取り組む課題: 以下の旧猪股邸を紹介する記事のうち、「学生の目線で、身近な町の知らない素顔を紹介していく連載「町とNew Me!」。」から「成城大学から徒歩10分ほどの場所に、静かに佇んでいます。」までの部分を、一字も変えずに書き写してください。

読みもの
町とNew Me! 第3回 「旧猪股邸」
2020.10.02
いつも通っている町なのに、そこには知らないことがたくさんある。
身近な町をもっと知れば、きっと自分の世界が広がるはず。
みなさん、こんにちは。えりかです。
学生の目線で、身近な町の知らない素顔を紹介していく連載「町とNew Me!」。
毎回、町の魅力あるポイントをピックアップしていきます!(取材日:2019年12月17日)
第3回目にご紹介するのは、旧猪股邸。
1964年に文化勲章を受章した建築家・吉田五十八(よしだいそや)氏の設計による建築です。
成城大学から徒歩10分ほどの場所に、静かに佇んでいます。

旧猪股邸にはボランティアスタッフの方がいらっしゃるので、気軽に解説を聴くことができます。取材時にも、そのスタッフの方にお話を伺いました。
旧猪股邸は、労務行政研究所1の理事長を務めた故・猪股猛氏ご夫妻の邸宅として1967年に建てられました。歴史的価値があるとして保存されており、現在は一般公開されています。
設計をした吉田五十八氏とは、近代数寄屋建築で有名な建築家です。静岡県御殿場市にある岸信介邸 (現・東山旧岸邸)を造った方でもあります。旧猪股邸は彼の晩年の作品で、猪股氏は、もともと吉田氏と直接的なつながりはなかったそうですが、彼の建築に魅了され設計を依頼したそうです。

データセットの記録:
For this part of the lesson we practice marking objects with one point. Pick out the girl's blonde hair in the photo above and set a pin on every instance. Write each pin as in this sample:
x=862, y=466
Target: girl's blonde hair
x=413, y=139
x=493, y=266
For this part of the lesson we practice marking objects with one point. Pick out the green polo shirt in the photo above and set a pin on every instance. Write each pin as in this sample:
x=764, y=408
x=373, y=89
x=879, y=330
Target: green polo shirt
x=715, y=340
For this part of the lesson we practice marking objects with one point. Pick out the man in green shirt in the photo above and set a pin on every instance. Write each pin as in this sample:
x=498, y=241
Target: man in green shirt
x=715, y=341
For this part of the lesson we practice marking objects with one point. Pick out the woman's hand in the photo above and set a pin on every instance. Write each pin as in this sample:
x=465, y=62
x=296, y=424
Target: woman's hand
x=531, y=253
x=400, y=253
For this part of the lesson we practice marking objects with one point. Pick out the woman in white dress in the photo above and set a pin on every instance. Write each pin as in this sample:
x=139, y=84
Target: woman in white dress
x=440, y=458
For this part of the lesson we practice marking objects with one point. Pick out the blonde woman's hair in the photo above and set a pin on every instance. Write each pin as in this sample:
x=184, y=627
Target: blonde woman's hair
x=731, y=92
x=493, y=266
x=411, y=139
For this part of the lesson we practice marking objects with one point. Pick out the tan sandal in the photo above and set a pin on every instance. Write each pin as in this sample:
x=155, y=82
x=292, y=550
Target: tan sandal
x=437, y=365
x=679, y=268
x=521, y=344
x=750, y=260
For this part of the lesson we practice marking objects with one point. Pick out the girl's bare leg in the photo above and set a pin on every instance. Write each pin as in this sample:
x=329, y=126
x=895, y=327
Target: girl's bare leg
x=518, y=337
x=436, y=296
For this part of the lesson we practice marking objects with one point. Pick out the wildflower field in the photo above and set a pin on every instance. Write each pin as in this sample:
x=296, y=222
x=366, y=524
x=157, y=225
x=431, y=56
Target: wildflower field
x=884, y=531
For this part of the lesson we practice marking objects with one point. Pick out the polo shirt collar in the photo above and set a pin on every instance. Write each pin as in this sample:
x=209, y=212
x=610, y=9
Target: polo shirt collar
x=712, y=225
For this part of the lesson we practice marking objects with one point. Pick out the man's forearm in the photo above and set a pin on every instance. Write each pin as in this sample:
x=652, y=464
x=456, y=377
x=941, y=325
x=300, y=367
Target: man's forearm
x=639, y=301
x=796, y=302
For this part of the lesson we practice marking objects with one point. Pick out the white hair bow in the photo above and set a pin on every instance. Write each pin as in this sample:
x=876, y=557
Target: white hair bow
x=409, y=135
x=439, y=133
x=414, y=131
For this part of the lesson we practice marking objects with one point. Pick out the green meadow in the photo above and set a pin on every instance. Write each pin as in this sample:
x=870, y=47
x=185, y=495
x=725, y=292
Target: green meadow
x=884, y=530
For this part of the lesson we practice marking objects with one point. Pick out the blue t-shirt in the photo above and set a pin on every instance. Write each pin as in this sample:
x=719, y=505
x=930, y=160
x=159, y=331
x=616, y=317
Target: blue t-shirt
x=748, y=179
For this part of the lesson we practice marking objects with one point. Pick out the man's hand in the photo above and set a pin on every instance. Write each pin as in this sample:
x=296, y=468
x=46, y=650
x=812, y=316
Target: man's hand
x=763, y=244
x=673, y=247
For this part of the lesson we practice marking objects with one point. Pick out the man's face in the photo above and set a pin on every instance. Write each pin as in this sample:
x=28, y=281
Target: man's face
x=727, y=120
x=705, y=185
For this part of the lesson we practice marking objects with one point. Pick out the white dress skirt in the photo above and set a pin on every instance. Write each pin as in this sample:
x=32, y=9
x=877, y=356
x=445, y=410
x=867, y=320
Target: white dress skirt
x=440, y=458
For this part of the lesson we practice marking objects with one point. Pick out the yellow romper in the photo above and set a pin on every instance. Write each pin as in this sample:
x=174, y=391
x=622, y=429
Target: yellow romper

結果:
学生の目線で、身近な町の知らない素顔を紹介していく連載「町とNew Me!」。
毎回、町の魅力あるポイントをピックアップしていきます!(取材日:2019年12月17日)
第3回目にご紹介するのは、旧猪股邸。
1964年に文化勲章を受章した建築家・吉田五十八(よしだいそや)氏の設計による建築です。
成城大学から徒歩10分ほどの場所に、静かに佇んでいます。